REQUEST
Rewrite the lines of the entries below, switching each "instance" to "object" and keeping everything else the same.

ENTRIES SHOWN
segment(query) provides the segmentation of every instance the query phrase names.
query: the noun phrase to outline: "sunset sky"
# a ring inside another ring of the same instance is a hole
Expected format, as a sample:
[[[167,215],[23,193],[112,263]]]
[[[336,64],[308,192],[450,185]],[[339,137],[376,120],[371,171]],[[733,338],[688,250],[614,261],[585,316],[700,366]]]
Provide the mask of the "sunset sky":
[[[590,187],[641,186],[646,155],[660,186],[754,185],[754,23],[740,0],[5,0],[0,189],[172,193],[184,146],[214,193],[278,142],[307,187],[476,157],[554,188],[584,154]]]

RESPONSE FOR THIS EXERCISE
segment(query) provides the segmentation of every object the query phrase names.
query: the noun phrase to outline: "sunset sky"
# a ring inside another ring of the same object is a hole
Expected format, as a sample:
[[[167,215],[23,193],[112,263]]]
[[[336,64],[308,192],[450,185]],[[339,137],[376,120],[371,171]],[[733,338],[688,250],[614,261],[585,316],[700,366]]]
Provide the mask of the "sunset sky":
[[[590,187],[641,186],[646,155],[660,186],[754,185],[754,23],[740,0],[5,0],[0,189],[172,193],[184,146],[214,193],[278,142],[307,187],[476,157],[554,188],[584,154]]]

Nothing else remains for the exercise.